▸ **Document segment**:
--------------------------------

All officers and employees responsible for capital financing and debt activities will follow the standard of care identified in this Policy.

Ethics and Conflicts of Interest

Officers and employees involved in the capital financing process are expected to abide by the Corporation’s Code of Conduct.  In particular they shall:

a) Refrain from personal business activity that could conflict with the proper execution and management of the capital financing program, or that could impair their ability to make impartial decisions;

b) Disclose any material interests in financial institutions with which they conduct business;

c) Disclose any personal financial/investment positions that could be related to the performance of their capital financing duties; and

d) Not undertake personal financial transactions with the same individual with whom business is conducted on behalf of the Corporation.

Delegation of Authority

  1. The Director of Finance will have the overall responsibility for the capital financing program of the Corporation.
  2. No person shall be permitted to engage in a capital financing activity except as provided within this Policy.
  3. The Director of Finance/Treasurer shall establish a system of controls to regulate the activities of subordinate officials and exercise control over that Staff.

Requirement for External Advice

  1. The Corporation’s Staff will be expected to have sufficient knowledge to prudently evaluate standard financing transactions. However, should, in their opinion, the appropriate level of knowledge not exist for unusual or non-standard transactions, or otherwise directed by the Council, outside financial and/or legal advice will be obtained.

Suitable and Authorized Financing Instruments

The form of financing will be dependent on its term and the type of asset to be financed.

Short-Term (Under One (1) Year)

  1. Financing of operational needs for a period of less than one (1) year pending the receipt of taxes and other revenues, or interim financing for capital assets pending long-term capital financing, may be from the following sources:

    a) Reserves and Reserve Funds (this may be used as the primary source of short- term financing provided that interest is paid in accordance with the City’s Reserve and Reserve Fund Policy);

    b) Bank line of credit;

    c) Short-term promissory notes issued to approved financial institutions; and

    d) Infrastructure Ontario (or successor organization) short-term advances pending issuance of long-term debentures.

Long-Term (Greater than One (1) Year)

Financing of assets for a period greater than one year may be from any of the following sources:

a) Debentures, which may be in the form or a combination of:
– Installment
– Sinking Fund
– Term
– Amortizing
– Variable Interest Rate
– Retirement Fund

b) Reserves and Reserve Funds
These may be used for both interim and medium-term for a period of no greater than five (5) years if deemed cost effective or otherwise necessary. Any borrowing must be in accordance with the City’s established Reserve and Reserve Fund Policy.

c) Long-Term Bank Loans
These loans may be either fixed or variable interest rate loans as determined by the Director of Finance/Treasurer.  A preference to fixed rate will be made as it reduces interest rate risk if the rates were to increase in the future.

d) Construction Financing
May be used for a period up to five (5) years during construction or rehabilitation of certain facilities from which a revenue stream is expected to be generated upon its completion.

e) Lease Financing Agreements (Capital Financing Leases)
May be used when it provides material and measurable benefits compared with other forms of financing.

Financing Risk Identification and Mitigation Strategies

It is recognized that there may be additional risks associated with certain types of financing. It is expected that these risks will be identified and considered prior to their use in relation to other forms of financing that would be available.

--------------------------------

▸ **Set exercise 1**: Please change "locate" to "find" in the rows, from the first line of the rows up to and including the line with "[61,59,300,198]", and return only those lines with nothing else altered. Omit the pictures from your answer.
The financing policy and the rows have no connection to each other.

▸ **Provided data**:

--------------------------------

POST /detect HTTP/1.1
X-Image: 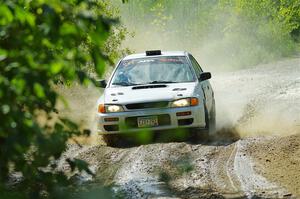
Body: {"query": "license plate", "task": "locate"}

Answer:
[137,116,158,128]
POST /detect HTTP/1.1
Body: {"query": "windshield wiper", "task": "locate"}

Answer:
[145,81,178,84]
[112,82,138,86]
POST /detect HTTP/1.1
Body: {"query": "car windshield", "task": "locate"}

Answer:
[112,56,195,86]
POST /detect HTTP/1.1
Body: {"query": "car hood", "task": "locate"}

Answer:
[102,82,196,104]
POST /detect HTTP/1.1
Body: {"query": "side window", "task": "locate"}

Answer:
[189,55,203,77]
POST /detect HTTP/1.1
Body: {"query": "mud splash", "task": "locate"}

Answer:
[61,59,300,198]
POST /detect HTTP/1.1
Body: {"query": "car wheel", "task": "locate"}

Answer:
[204,103,216,136]
[208,101,216,136]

--------------------------------

▸ **Set exercise 2**: Turn the paragraph of the financing policy that begins "These loans may be either fixed" into a short bulleted list that keeps its main facts.

▸ **Task result 1**:
POST /detect HTTP/1.1
X-Image: 
Body: {"query": "license plate", "task": "find"}

Answer:
[137,116,158,128]
POST /detect HTTP/1.1
Body: {"query": "windshield wiper", "task": "find"}

Answer:
[145,81,178,84]
[112,82,138,86]
POST /detect HTTP/1.1
Body: {"query": "car windshield", "task": "find"}

Answer:
[112,56,195,86]
POST /detect HTTP/1.1
Body: {"query": "car hood", "task": "find"}

Answer:
[102,82,196,104]
POST /detect HTTP/1.1
Body: {"query": "side window", "task": "find"}

Answer:
[189,55,203,77]
POST /detect HTTP/1.1
Body: {"query": "mud splash", "task": "find"}

Answer:
[61,59,300,198]

▸ **Task result 2**:
- Long-term bank loans may have fixed or variable interest rates, as the Director of Finance/Treasurer determines.
- Fixed rates are preferred because they reduce interest rate risk if rates rise in the future.